◆ Text
• • •
Under current law, Sections 469 and 461(j) limit trade or business losses for certain types of activities. Section 469 limits passive activity losses of some taxpayers such that deductions attributable to passive activities, to the extent they exceed the income from passive activities, may not be deducted against other income. The excess losses from passive activities in a tax year can be carried forward to offset income from passive activities in future years, or can be recovered upon the taxpayer's disposition of its entire interest in the passive activity. Similarly, Section 461(j) limits excess farming trade or business losses of non-C corporation taxpayers. Excess farming losses are the excess of deductions attributable to farming businesses over the sum of gross income or gain from farming businesses and a "threshold amount." The threshold amount is the greater of $300,000 ($150,000 in the case of married individuals filing separately), or the excess of the aggregate amount of farming trade or business income or gain over the aggregate amount of farming trade or business deductions for the five tax years preceding the tax year.

Provision

Net operating loss deduction

The provision would allow indefinite carry forward of NOLs arising in tax years ending after December 31, 2017. The provision also would repeal all carrybacks for losses generated in tax years ending after December 31, 2017, but would provide a special two-year carryback for certain losses incurred in the trade or business of farming. For losses arising in tax years beginning after December 31, 2017, the provision would limit the amount of NOLs that a taxpayer could use to offset taxable income to 80% of the taxpayer's taxable income.

Net operating losses that are farming losses for any tax year would be treated as a separate net operating loss to be taken into account after the remaining portion of the net operating loss for such tax year.

As part of the repeal of NOL carrybacks, the provision would repeal Section 172(f), the special rule allowing a 10-year carryback of specified liability losses.

Non-corporate loss limitation

The provision would limit excess business losses for non-corporate taxpayers for tax years beginning after December 31, 2017 and before January 1, 2026. Excess business losses are defined as the excess of the taxpayer's aggregate deductions attributable to trades or businesses of the taxpayer over the excess of aggregate gross income or gain of such taxpayer for the tax year that is attributable to such trades or businesses, plus $250,000 (200% of such amount in the case of a joint return). Disallowed excess business losses would be treated as a net operating loss carryforward to the next year under Section 172.

The provision also provides that the farming loss limitation of Section 461(j) would not apply for tax years beginning after December 31, 2017 and before January 1, 2026.

For partnerships and S-corporations, the provision would be applied at the partner or S-corporation owner level. The provision would be applied after the application of Section 469 (the passive loss limitation rules).

The provision would require the Treasury Department to prescribe reporting requirements, as necessary, to carry out the purposes of the provision.

The provision would apply to tax years beginning after December 31, 2017.

Effective dates

The indefinite NOL carry forward, general repeal of NOL carrybacks (including the repeal of Section 172(f)), and the special NOL carryback rule for certain farming losses would be effective for losses arising in tax years ending after December 31, 2017. The 80% NOL limitation rule would be effective for losses arising in tax years beginning after December 31, 2017. The loss limitation provision would apply to tax years beginning after December 31, 2017.
• • •
(A run of records)
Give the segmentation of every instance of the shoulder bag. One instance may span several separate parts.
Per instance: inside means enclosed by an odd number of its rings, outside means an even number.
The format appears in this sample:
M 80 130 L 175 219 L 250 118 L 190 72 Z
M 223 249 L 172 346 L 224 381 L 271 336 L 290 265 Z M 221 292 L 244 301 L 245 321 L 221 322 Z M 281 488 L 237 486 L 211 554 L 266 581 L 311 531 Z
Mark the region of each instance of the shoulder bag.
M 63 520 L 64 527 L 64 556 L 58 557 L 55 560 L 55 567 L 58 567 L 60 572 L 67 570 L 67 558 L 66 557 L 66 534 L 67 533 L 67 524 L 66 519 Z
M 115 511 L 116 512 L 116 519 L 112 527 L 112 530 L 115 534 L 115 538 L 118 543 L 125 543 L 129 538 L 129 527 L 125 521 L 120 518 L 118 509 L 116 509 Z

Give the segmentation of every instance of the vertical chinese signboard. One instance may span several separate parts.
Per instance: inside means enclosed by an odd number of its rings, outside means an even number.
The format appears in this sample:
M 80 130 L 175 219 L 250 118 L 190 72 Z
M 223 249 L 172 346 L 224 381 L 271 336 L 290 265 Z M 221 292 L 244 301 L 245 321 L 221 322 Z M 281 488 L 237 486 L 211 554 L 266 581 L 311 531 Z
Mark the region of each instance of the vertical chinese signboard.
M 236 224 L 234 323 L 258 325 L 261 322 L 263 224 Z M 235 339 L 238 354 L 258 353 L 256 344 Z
• • •
◆ Problems to solve
1. List every section of the tax code that the passage on tax loss rules cites by number.
2. Give a continuation of the passage on tax loss rules, starting right after its final sentence.

◆ Exercise answers
1. Section 469, Section 461(j), Section 172(f), Section 172

2.
Implications

Net operating loss deduction

The Conference Agreement generally follows the Senate bill provision. The Senate Finance Committee's explanation of the Senate bill provision states the following with respect to the purpose of the proposed amendment to Section 172: "The Committee believes that, except in limited circumstances of disaster losses for farms, NOLs should be carried forward, but not back. The Committee also believes that taxpayers should pay some income tax in years in which the taxpayer has taxable income [ ]. Therefore, the Committee believes that the NOL deduction should be limited to a certain percentage of taxable income … " The Conference Agreement does not include a provision under the House bill that allowed amounts carried forward to be increased by an interest factor in order to preserve the net-present value of the NOLs.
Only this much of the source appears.